__Task to carry out__
Reproduce the items starting with the line that contains "Localize the tiny" and going on through the line that contains "302, 511, 396]]", keeping the requests unchanged. Offset every bounding-box coordinate in the answers by -51.

----- Recorded data

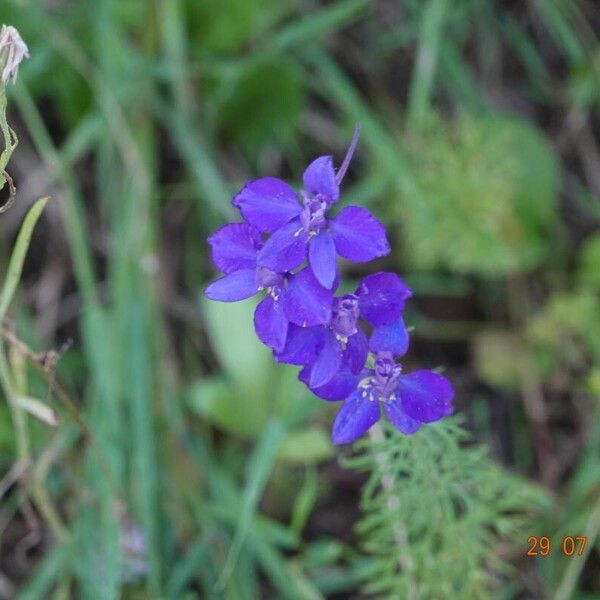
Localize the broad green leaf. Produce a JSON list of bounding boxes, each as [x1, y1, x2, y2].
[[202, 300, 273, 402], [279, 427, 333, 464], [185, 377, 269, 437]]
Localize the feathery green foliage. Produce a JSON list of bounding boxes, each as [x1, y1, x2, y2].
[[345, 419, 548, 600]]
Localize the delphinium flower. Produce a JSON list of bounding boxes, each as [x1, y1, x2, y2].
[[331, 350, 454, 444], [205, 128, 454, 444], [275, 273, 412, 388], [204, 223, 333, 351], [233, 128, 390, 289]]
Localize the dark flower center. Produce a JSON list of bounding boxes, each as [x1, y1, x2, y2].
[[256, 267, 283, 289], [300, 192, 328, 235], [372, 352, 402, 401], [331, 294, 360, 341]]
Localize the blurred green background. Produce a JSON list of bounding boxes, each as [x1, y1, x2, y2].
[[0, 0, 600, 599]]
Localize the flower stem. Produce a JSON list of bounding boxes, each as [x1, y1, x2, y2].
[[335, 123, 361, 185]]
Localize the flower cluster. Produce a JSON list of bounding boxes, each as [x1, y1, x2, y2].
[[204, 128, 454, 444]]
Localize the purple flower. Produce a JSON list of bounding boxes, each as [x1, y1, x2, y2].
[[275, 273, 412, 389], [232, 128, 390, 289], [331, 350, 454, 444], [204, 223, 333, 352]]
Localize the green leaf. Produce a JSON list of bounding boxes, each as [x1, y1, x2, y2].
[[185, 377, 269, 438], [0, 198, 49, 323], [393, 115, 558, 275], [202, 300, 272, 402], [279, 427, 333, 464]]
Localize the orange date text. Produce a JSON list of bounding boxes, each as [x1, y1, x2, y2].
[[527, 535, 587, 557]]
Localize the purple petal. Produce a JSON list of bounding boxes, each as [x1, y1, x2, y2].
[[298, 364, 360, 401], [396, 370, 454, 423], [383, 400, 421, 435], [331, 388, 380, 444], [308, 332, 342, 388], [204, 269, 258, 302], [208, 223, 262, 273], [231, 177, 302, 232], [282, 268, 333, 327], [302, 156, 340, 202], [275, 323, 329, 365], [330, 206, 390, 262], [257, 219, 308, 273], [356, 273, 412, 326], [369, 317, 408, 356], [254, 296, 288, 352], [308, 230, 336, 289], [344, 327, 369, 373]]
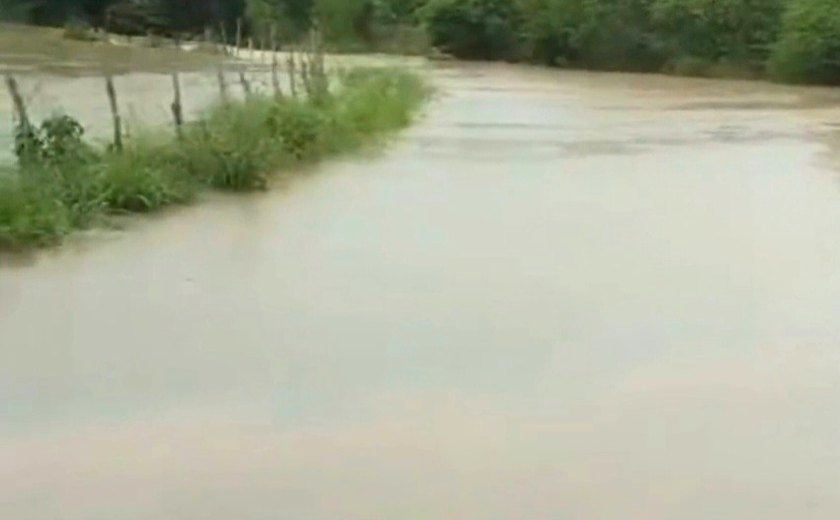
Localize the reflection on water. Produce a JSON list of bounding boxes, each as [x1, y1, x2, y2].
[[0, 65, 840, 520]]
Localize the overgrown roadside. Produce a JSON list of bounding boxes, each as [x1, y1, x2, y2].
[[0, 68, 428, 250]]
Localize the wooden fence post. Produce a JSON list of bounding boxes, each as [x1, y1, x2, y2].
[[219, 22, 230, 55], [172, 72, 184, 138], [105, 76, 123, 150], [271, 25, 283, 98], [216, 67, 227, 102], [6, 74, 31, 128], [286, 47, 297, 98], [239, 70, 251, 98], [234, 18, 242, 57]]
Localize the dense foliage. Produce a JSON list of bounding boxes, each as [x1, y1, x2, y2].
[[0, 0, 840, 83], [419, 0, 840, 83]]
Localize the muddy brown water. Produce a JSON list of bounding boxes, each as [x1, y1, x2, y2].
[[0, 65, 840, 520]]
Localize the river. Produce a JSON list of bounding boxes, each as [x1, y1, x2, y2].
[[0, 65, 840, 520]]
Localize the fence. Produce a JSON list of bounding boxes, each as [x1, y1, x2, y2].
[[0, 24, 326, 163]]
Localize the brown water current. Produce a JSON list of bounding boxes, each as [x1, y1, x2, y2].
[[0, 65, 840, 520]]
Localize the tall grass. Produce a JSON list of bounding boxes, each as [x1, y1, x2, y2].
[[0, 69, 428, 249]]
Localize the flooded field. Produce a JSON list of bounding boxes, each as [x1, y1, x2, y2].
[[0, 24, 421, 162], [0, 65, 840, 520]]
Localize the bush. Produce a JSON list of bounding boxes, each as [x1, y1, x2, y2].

----------
----- Recorded data

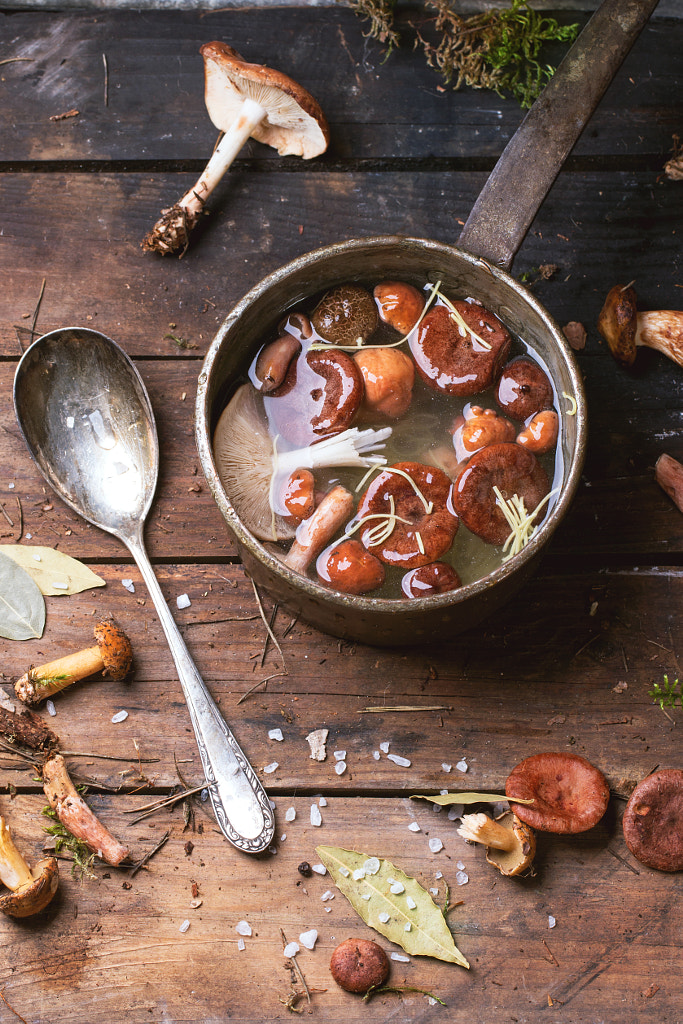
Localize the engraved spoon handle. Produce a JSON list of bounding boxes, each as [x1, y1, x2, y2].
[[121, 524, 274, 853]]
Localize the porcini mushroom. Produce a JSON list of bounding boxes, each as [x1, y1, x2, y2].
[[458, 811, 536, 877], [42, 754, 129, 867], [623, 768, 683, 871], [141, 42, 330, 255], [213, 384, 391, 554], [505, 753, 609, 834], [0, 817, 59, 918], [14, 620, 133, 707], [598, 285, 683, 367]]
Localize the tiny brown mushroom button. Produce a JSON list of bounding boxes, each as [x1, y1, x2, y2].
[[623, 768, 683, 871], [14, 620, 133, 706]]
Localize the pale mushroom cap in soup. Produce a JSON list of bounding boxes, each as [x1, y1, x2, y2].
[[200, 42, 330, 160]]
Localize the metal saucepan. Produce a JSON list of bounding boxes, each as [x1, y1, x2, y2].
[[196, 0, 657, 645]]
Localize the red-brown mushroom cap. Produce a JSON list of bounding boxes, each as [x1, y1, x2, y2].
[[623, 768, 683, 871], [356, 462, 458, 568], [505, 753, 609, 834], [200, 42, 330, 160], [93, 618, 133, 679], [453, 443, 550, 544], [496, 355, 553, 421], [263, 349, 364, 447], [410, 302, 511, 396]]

----------

__Result of this task__
Localize the tiny brown mushroom button. Produce a JSON list of bounding boxes, each as [x1, y1, x2, y2].
[[572, 717, 632, 820], [-37, 569, 82, 655]]
Localize the pale mushroom cap in soup. Produce a JSON list of bounding boxes, each as [x1, y1, x2, y2].
[[149, -9, 279, 109]]
Localize the metal saucepan. Produce a JSON list of bounding boxes, each as [x1, y1, x2, y2].
[[145, -51, 606, 594]]
Localize the red-brown mushroom cap. Produce a JSON list of bounding boxes, each as [x1, y1, x2, y2].
[[572, 717, 632, 820], [305, 411, 407, 517], [454, 702, 558, 783], [149, -9, 279, 109], [42, 567, 82, 628], [402, 392, 499, 493], [445, 304, 502, 370], [212, 298, 313, 396], [359, 251, 460, 345]]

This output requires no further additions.